> TEXTO DA PÁGINA
Tenhamos Compaixão das Pobres Almas!
30 meditações e exemplos sobre o Purgatório e as Almas
por Monsenhor Ascânio Brandão
Livro de 1948 - 243 pags
Casa da U.P.C.
Pouso Alegre
30 meditações e exemplos sobre o Purgatório e as Almas
por Monsenhor Ascânio Brandão
Livro de 1948 - 243 pags
Casa da U.P.C.
Pouso Alegre
29
de Novembro
AS
ÚLTIMAS VONTADES DOS MORTOS
Somos
obrigados a executar com justiça e consciência as últimas vontades dos nossos
mortos. O que no leito de morte nos pediram, o que deixaram em testamento seja
respeitado, porque daremos contas severas a Deus desta tremenda injustiça se
lesarmos os direitos dos mortos e não cumprirmos suas últimas vontades.
As
pobres almas do purgatório são vítimas da Justiça de Deus, porque devem expiar
seus pecados, e muitas vezes também vítimas das injustiças dos homens.
Herdeiros que defraudam os bens dos mortos e nem se lembram de lhes sufragar a
pobre alma com uma só Missa! Filhos que discutem e se odeiam por uma miserável
herança e cometem toda sorte de injustiças, lesando-se mutuamente numa louca
ambição, ao invés de em paz honrarem a memória dos pais e cumprirem as
cláusulas dos testamentos. É uma das mais tremendas injustiças. Lesar os vivos
é um pecado, mas lesar os mortos tirando-lhes os sufrágios por injustiça, é um
pecado que só pode atrair a vingança de Deus. Diz o Espírito Santo que haverá
um juízo sem misericórdia para quem não usou de misericórdia. “Que juízo
tremendo e duro não há de ser o de quem defraudou os direitos dos mortos ?
Lesar um
pobre, disse o Quarto Concilio de Cartago, é se fazer assassino do pobre”. Que
não será o que lesa o direito das pobres almas?
Cumpramos
as últimas vontades de nossos mortos com muito escrúpulo e cuidado, porque, ai
de nós se não o fizermos! Têm-se visto castigos tremendos pesar sobre os que
roubam os direitos dos defuntos. Se deixaram legados para Missas, dinheiros
para obras de caridade, propriedades para determinados fins, respeitemos estas
vontades! Façamos executar o mais depressa possível os testamentos.

> REGISTROS APRESENTADOS
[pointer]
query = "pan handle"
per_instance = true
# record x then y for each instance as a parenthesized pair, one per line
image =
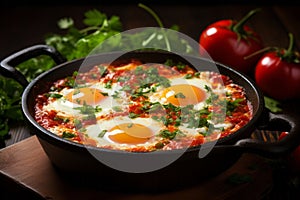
(7, 66)
(274, 149)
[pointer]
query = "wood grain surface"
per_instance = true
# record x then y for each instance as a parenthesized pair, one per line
(27, 164)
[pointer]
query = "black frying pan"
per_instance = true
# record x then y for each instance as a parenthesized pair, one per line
(77, 163)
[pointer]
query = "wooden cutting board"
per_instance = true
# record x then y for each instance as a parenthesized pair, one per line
(26, 169)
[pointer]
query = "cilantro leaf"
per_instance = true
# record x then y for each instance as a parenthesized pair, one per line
(65, 23)
(94, 18)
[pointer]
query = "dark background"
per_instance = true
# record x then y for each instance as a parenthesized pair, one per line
(26, 22)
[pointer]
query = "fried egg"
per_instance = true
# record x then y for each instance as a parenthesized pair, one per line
(95, 95)
(183, 92)
(123, 132)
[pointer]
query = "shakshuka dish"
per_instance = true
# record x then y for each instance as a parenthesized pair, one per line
(143, 107)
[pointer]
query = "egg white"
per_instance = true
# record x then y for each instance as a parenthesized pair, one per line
(93, 131)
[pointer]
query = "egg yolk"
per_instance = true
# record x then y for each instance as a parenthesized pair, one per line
(129, 133)
(89, 96)
(183, 95)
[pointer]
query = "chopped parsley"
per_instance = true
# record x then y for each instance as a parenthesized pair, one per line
(68, 135)
(170, 134)
(102, 133)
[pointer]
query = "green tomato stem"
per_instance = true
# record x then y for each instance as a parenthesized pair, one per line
(239, 27)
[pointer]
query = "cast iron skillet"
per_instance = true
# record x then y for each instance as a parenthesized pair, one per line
(76, 162)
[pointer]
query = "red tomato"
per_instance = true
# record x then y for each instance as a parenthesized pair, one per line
(229, 42)
(278, 74)
(293, 159)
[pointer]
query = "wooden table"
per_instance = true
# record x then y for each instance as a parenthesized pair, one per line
(25, 25)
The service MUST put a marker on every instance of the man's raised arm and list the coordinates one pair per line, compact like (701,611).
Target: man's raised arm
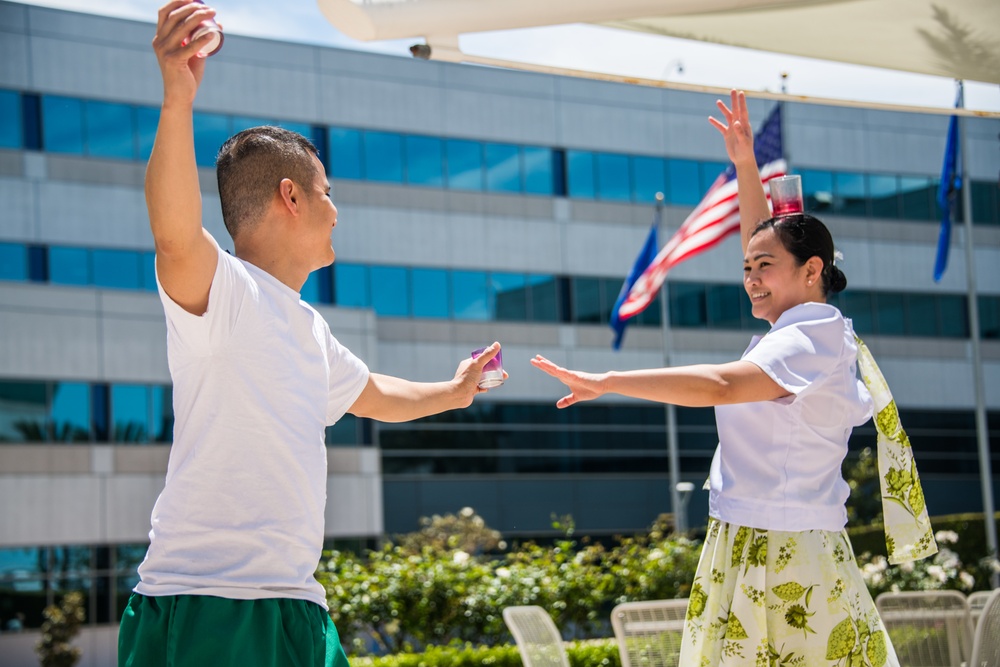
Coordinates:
(186,255)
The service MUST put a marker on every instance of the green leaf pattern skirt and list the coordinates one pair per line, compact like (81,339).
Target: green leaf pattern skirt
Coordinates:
(770,598)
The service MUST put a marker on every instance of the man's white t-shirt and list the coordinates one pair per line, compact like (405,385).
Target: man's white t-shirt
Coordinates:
(778,463)
(257,378)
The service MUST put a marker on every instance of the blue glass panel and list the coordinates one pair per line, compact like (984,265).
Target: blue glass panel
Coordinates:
(817,190)
(146,121)
(430,293)
(538,175)
(883,189)
(162,419)
(850,194)
(543,298)
(649,176)
(117,268)
(69,418)
(69,266)
(683,182)
(344,160)
(464,163)
(383,157)
(13,261)
(110,130)
(508,297)
(149,271)
(424,161)
(62,124)
(470,295)
(351,285)
(210,132)
(10,119)
(580,179)
(613,181)
(23,411)
(503,168)
(390,293)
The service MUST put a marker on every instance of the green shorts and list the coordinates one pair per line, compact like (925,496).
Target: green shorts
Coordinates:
(201,630)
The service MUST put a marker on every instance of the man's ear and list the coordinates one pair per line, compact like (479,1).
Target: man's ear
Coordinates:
(289,195)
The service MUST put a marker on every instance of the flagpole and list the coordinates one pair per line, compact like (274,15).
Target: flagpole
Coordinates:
(673,459)
(982,431)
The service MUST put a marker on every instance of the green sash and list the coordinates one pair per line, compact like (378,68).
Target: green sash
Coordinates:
(908,533)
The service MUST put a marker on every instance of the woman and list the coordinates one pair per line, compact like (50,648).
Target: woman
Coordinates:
(777,582)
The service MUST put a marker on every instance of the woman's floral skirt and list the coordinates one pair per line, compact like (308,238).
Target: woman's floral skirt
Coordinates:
(769,598)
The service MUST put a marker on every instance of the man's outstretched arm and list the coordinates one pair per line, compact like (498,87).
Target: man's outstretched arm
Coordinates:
(186,255)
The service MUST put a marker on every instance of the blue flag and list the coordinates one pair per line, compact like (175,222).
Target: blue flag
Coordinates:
(951,184)
(645,258)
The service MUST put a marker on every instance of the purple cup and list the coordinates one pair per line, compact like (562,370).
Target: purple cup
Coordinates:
(205,27)
(786,195)
(493,370)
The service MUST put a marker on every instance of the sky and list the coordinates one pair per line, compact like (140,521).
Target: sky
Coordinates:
(593,48)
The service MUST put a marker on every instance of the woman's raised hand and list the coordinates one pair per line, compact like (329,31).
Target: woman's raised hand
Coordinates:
(736,130)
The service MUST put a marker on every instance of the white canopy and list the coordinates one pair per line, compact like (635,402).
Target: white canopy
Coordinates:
(952,38)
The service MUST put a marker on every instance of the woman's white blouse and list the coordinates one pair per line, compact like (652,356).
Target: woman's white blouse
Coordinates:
(778,463)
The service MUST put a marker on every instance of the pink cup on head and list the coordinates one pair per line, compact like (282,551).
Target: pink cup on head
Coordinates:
(786,195)
(493,370)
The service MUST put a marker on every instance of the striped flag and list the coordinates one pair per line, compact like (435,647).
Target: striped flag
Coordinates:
(716,217)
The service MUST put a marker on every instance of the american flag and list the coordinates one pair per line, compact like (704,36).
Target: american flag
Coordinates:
(716,217)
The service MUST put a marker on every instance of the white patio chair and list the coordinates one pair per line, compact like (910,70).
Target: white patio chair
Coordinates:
(649,632)
(537,637)
(986,646)
(928,628)
(977,601)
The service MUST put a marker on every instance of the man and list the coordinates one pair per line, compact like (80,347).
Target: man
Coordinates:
(237,531)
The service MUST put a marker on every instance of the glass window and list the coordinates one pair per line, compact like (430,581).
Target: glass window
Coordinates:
(817,190)
(110,130)
(464,164)
(509,297)
(146,121)
(383,157)
(918,194)
(117,268)
(69,418)
(953,320)
(424,161)
(130,413)
(883,190)
(350,285)
(538,170)
(345,153)
(723,306)
(648,177)
(921,315)
(469,295)
(543,295)
(683,182)
(13,261)
(613,181)
(22,411)
(687,304)
(586,296)
(503,168)
(210,132)
(891,314)
(69,266)
(10,119)
(850,194)
(430,292)
(580,177)
(162,418)
(62,124)
(390,293)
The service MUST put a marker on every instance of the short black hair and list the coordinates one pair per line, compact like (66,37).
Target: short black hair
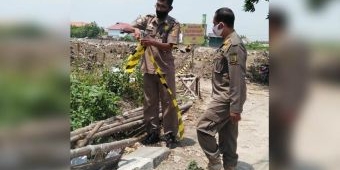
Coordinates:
(169,2)
(226,16)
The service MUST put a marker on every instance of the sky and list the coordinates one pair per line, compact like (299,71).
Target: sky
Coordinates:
(324,24)
(108,12)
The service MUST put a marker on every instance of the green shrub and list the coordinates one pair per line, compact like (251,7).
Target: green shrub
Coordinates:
(95,95)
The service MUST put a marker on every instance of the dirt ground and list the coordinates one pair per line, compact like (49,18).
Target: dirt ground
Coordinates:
(253,132)
(253,128)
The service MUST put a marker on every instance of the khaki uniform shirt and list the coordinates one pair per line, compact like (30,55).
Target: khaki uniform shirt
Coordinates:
(166,31)
(229,71)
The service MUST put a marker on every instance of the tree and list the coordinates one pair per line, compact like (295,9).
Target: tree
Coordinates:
(91,30)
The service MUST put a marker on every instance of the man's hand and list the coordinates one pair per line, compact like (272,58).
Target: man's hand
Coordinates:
(148,42)
(235,117)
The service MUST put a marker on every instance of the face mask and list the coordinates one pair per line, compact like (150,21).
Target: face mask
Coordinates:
(217,31)
(161,14)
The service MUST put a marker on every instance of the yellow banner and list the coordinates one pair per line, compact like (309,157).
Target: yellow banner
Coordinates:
(193,34)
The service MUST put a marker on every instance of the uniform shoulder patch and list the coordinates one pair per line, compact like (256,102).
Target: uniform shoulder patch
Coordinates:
(233,59)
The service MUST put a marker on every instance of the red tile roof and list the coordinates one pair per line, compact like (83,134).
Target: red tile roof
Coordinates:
(79,24)
(119,26)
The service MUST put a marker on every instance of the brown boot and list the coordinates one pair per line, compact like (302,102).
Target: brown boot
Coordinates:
(214,164)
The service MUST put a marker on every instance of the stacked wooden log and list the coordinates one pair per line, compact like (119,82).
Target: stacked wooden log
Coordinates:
(131,124)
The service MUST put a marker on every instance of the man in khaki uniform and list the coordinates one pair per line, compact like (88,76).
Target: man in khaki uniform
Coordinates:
(161,32)
(228,95)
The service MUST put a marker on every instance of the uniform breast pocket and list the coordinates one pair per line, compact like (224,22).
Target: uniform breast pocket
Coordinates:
(220,65)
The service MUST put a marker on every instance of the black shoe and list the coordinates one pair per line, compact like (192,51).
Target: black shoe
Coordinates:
(170,140)
(151,138)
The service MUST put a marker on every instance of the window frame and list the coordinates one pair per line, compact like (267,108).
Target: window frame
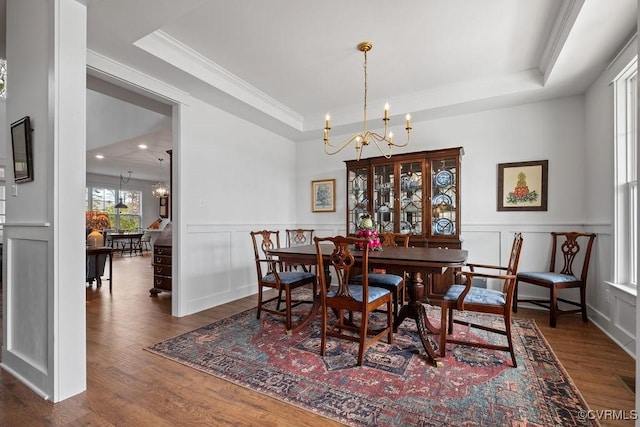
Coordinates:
(625,176)
(108,204)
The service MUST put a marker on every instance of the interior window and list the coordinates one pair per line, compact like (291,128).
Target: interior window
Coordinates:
(105,200)
(626,200)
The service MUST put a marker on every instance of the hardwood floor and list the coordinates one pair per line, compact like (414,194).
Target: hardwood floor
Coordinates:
(127,386)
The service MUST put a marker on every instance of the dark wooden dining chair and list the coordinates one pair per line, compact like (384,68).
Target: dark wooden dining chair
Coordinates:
(464,297)
(348,297)
(299,237)
(271,274)
(394,283)
(561,275)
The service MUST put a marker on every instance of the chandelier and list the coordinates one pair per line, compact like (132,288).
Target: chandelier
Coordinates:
(121,204)
(365,137)
(160,189)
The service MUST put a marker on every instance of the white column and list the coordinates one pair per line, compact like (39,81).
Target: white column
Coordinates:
(44,342)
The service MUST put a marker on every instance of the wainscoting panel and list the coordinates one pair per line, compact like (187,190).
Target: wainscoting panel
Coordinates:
(27,310)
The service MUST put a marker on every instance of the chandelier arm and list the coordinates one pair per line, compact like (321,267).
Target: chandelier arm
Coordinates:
(363,139)
(340,147)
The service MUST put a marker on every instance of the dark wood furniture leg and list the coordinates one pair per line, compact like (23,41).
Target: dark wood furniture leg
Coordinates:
(96,269)
(415,310)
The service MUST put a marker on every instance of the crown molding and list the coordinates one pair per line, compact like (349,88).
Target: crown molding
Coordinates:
(567,15)
(176,53)
(115,71)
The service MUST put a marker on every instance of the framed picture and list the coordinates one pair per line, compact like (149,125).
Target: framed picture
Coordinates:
(164,213)
(523,186)
(22,151)
(323,195)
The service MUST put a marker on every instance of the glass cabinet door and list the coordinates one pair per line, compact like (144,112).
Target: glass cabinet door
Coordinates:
(384,197)
(357,190)
(444,197)
(411,198)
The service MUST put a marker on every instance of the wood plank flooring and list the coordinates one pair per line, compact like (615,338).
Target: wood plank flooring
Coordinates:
(131,387)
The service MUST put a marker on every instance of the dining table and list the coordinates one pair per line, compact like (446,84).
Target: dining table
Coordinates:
(127,242)
(414,261)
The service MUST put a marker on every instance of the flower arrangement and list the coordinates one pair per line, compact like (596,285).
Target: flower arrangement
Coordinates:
(367,229)
(97,220)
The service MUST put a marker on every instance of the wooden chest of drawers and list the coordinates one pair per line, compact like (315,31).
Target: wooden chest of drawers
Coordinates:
(162,263)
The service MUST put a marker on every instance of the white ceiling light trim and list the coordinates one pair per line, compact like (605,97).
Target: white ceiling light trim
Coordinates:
(567,15)
(176,53)
(114,71)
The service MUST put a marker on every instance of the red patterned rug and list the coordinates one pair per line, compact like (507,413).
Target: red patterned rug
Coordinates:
(396,386)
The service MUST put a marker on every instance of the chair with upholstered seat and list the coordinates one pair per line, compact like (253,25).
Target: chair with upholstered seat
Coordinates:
(349,297)
(464,297)
(299,237)
(561,275)
(271,274)
(394,283)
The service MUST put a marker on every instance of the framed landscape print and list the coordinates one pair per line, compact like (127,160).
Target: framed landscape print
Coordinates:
(523,186)
(323,195)
(22,150)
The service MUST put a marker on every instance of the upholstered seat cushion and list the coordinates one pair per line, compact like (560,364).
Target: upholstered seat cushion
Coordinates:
(288,277)
(476,295)
(356,292)
(549,277)
(377,279)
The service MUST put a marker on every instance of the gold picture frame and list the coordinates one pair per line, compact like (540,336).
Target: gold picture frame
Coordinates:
(323,195)
(522,186)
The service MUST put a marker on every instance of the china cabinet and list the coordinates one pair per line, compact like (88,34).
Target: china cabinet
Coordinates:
(414,193)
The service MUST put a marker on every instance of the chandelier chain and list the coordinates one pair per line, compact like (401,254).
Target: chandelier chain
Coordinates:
(363,139)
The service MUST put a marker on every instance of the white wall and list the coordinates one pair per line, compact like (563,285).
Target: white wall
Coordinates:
(555,130)
(44,257)
(234,177)
(612,308)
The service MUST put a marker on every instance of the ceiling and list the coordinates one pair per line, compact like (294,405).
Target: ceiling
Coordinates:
(283,64)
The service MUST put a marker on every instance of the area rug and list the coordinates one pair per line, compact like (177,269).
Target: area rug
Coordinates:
(396,386)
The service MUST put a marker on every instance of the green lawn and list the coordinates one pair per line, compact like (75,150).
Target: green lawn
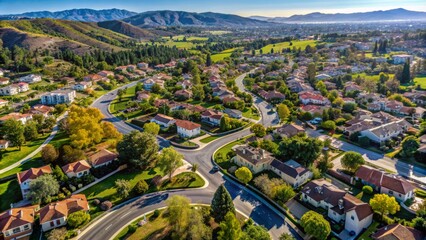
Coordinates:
(284,45)
(60,139)
(10,193)
(117,105)
(249,113)
(370,77)
(420,80)
(370,230)
(184,180)
(106,189)
(222,55)
(13,154)
(209,139)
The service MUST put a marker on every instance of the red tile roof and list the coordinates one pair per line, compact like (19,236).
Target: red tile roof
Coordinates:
(188,125)
(76,167)
(33,173)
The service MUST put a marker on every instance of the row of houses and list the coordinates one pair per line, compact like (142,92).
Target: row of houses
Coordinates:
(378,127)
(75,169)
(259,160)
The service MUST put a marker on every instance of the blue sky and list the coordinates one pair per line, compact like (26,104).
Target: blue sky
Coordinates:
(240,7)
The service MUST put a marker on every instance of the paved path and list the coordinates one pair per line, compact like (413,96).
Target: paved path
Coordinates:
(35,152)
(246,201)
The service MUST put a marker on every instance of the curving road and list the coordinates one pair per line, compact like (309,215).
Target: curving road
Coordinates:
(247,202)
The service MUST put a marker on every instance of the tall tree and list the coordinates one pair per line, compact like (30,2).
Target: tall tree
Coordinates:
(42,188)
(221,204)
(179,212)
(409,145)
(315,225)
(244,174)
(229,228)
(49,153)
(352,161)
(208,60)
(170,160)
(139,149)
(384,204)
(405,75)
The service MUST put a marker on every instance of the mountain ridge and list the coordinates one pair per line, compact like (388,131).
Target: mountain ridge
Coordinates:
(398,14)
(82,14)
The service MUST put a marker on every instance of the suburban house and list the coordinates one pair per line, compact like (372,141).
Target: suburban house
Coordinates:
(4,144)
(341,206)
(392,185)
(32,78)
(402,58)
(55,214)
(183,94)
(289,130)
(23,117)
(17,223)
(102,158)
(313,98)
(211,117)
(76,169)
(291,171)
(255,159)
(58,97)
(397,231)
(233,113)
(81,86)
(93,78)
(4,81)
(25,177)
(188,129)
(14,89)
(3,102)
(163,120)
(41,109)
(105,73)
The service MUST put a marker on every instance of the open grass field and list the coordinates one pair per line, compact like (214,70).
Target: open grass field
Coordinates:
(10,193)
(60,139)
(106,189)
(188,38)
(222,55)
(283,45)
(13,154)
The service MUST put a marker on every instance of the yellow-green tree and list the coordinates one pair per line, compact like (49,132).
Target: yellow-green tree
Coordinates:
(244,174)
(384,204)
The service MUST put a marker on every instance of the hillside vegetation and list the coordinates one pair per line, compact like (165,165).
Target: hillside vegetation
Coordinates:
(53,34)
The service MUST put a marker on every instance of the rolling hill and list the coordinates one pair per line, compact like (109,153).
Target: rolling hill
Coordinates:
(85,15)
(180,18)
(53,34)
(126,29)
(399,14)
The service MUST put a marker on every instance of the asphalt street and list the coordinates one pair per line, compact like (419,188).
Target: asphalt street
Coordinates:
(246,201)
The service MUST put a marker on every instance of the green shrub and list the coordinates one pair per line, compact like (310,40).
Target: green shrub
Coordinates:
(367,190)
(77,219)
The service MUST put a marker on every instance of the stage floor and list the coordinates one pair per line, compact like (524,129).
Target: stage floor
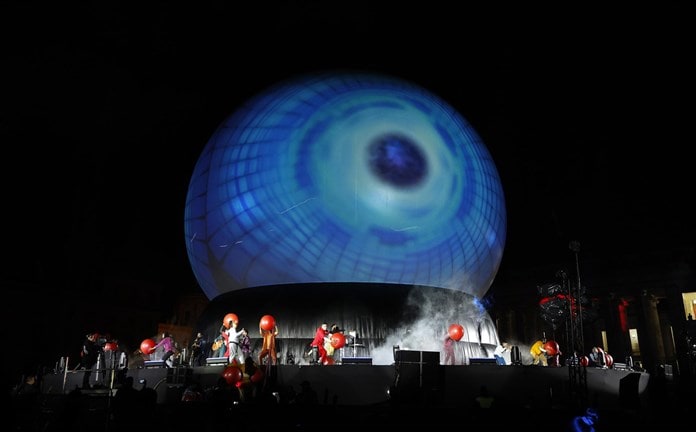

> TAREFAS A CUMPRIR
1. Resuma em duas frases o texto sobre as últimas vontades dos mortos.
2. Liste tudo o que, segundo o texto sobre as últimas vontades dos mortos, os defuntos podem ter deixado e que deve ser respeitado.
3. Dê continuidade ao texto sobre as últimas vontades dos mortos a partir da última frase.
Os registros não precisam ser consultados.

> RESULTADOS POR TAREFA
1. Somos obrigados a cumprir com justiça as últimas vontades dos nossos mortos, pois daremos contas severas a Deus se lesarmos seus direitos. O texto condena herdeiros que defraudam os bens dos mortos e filhos que brigam por herança, e pede que os testamentos sejam executados o mais depressa possível.

2.
- Legados para Missas
- Dinheiros para obras de caridade
- Propriedades para determinados fins

3.
Principalmente não retardemos as Missas que deixaram para serem celebradas. É
um perigo! Tomemos bem nota das últimas recomendações dos agonizantes. O
Concilio de Trento recomenda aos Bispos que velem atentamente o cumprimento
dos legados feitos pelos fiéis defuntos. Vários concílios chegam a lançar
excomunhão sobre os que cometem injustiças e fraudes nos legados, sobretudo de
Missas. É preciso cumprir com fidelidade os testamentos o mais depressa que for
possível. As demoras muita vez importam em grande sofrimento no purgatório para
os defuntos e prejuízo para os vivos.
Muito
cuidado com os testamentos! Procurai não entregar, a não ser em mãos seguras,
os legados de Missas. São os mais sérios e importantes. Segundo muitas
revelações particulares, estas injustiças têm custado anos e até séculos de
purgatório a muitos! Não se roube o que é do direito dos fiéis defuntos!
Lembremo-nos
das expressões severas do Concilio de Cartago: “Egentium necatores” — são assassinos das
almas necessitadas,
os que lesam os testamentos e não cumprem as últimas vontades dos mortos.
Depressa, sem hesitação sejamos fidelíssimos e pressurosos em cumprir as
últimas vontades dos mortos. Com isto nos livraremos de muitos castigos. Não se
brinca com o severo juízo de Deus na defesa dos direitos dos mortos!
Respeitai
os mortos!
Estamos
numa época de lamentável ausência de respeito e veneração pelas coisas
sagradas. Uma hora de impiedade e irreverência. O homem moderno paganizado
zomba de tudo, deturpa a verdade, nada leva a sério. Uma das manifestações mais
dolorosas desta irreverência é o desrespeito à memória dos defuntos, e quando
não os deixam no esquecimento, zombam deles, ou os trazem à baila em anedotas e
conversas imorais.
É
uma impiedade. Respeitemos a memória dos defuntos. Os pagãos tinham este senso
quando diziam: parce sepultis! Perdoa aos mortos! Cometeram erros? Foram
maus? Já estão entregues à Justiça de Deus. Rezemos por eles! Que poderemos fazer
então? Não nos podemos vingar dos defuntos. Podemos lamentar o que fizeram, mas
sejamos discretos e não vamos muito além do que pode mandar a justiça ou a
reparação de algum escândalo que deixaram.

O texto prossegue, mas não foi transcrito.